--- Instruction ---
Working from the line that contains "Confirm every instance of the hockey player in black" down to the last line below, repeat each line exactly.

= = = = =

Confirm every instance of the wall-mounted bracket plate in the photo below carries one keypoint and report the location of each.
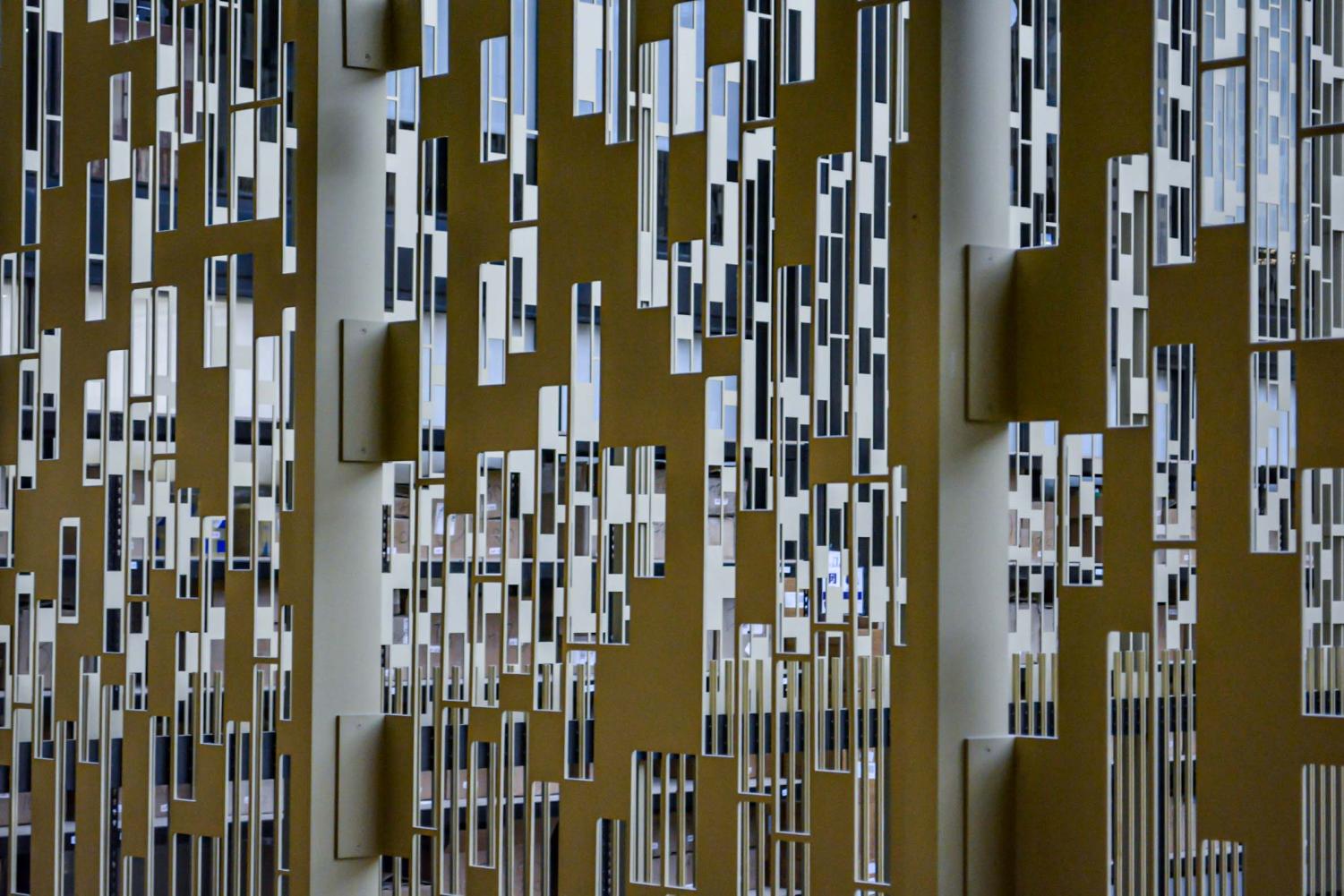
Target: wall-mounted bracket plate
(375, 34)
(378, 391)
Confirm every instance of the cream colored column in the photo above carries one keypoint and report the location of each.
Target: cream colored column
(347, 496)
(972, 482)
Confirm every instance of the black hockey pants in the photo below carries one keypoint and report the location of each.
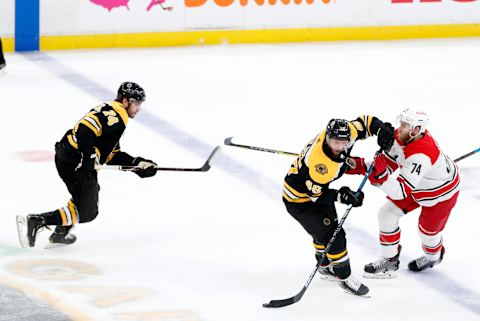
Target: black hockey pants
(320, 221)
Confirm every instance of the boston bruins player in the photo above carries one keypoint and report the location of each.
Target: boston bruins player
(94, 139)
(310, 200)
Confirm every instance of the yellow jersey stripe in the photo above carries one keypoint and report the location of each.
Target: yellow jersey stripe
(368, 123)
(95, 118)
(293, 191)
(72, 142)
(118, 107)
(73, 211)
(64, 216)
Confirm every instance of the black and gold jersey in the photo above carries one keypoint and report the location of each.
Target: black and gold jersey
(315, 168)
(99, 132)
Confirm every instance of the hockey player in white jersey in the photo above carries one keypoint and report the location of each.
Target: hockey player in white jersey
(428, 179)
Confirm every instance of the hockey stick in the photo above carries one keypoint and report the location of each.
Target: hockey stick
(204, 168)
(467, 155)
(228, 142)
(299, 295)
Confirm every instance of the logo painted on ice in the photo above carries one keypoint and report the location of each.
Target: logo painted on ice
(227, 3)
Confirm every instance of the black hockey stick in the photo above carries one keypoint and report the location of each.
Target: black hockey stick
(204, 168)
(228, 142)
(299, 295)
(467, 155)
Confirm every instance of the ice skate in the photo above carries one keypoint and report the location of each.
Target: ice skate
(423, 263)
(353, 286)
(326, 273)
(28, 228)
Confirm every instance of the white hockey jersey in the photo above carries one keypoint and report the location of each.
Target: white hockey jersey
(426, 174)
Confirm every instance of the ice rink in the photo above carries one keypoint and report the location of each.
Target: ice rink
(214, 246)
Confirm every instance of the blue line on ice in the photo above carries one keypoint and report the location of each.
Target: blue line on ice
(437, 281)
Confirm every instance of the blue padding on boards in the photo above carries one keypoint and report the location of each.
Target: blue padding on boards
(27, 25)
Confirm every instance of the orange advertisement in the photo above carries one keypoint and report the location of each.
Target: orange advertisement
(228, 3)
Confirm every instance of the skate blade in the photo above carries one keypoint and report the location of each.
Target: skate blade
(22, 231)
(383, 275)
(365, 296)
(51, 245)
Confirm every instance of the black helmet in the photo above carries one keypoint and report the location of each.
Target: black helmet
(131, 91)
(339, 129)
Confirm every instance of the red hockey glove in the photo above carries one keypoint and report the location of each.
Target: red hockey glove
(380, 172)
(356, 166)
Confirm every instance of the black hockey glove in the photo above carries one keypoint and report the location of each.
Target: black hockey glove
(386, 136)
(146, 167)
(346, 196)
(85, 173)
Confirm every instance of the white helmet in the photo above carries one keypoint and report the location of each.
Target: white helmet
(414, 118)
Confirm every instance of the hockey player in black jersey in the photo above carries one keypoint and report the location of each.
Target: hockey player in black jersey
(94, 139)
(310, 200)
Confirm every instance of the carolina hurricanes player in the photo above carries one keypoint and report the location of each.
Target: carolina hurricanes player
(428, 179)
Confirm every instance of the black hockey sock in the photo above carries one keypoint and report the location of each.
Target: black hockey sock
(53, 218)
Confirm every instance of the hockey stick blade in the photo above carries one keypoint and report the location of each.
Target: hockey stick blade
(228, 142)
(285, 302)
(204, 168)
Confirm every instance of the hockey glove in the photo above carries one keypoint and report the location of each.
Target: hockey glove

= = = = =

--- Response to this task ---
Confirm every instance of the hockey player in black jersey in the photo above carries one keypoint and report the location of each.
Target: hockey player in black jersey
(94, 139)
(310, 200)
Confirm every instance of the carolina hurricanes player in the photo above carries one keypoint and report the location of each.
Target: carolina hurricanes player
(428, 179)
Confirm every instance of the black hockey sock in the photo above carries one keypoint and report the location of each.
Target: black hockey sock
(53, 218)
Confirm every instance of the hockey stick blade in the photo above carries one keypoint and report the location of each.
Target: hockey stick blade
(228, 142)
(285, 302)
(204, 168)
Confirm every instance of the hockey glove in the photo above carries one keypoint and report the location of each.
Target: hockey glove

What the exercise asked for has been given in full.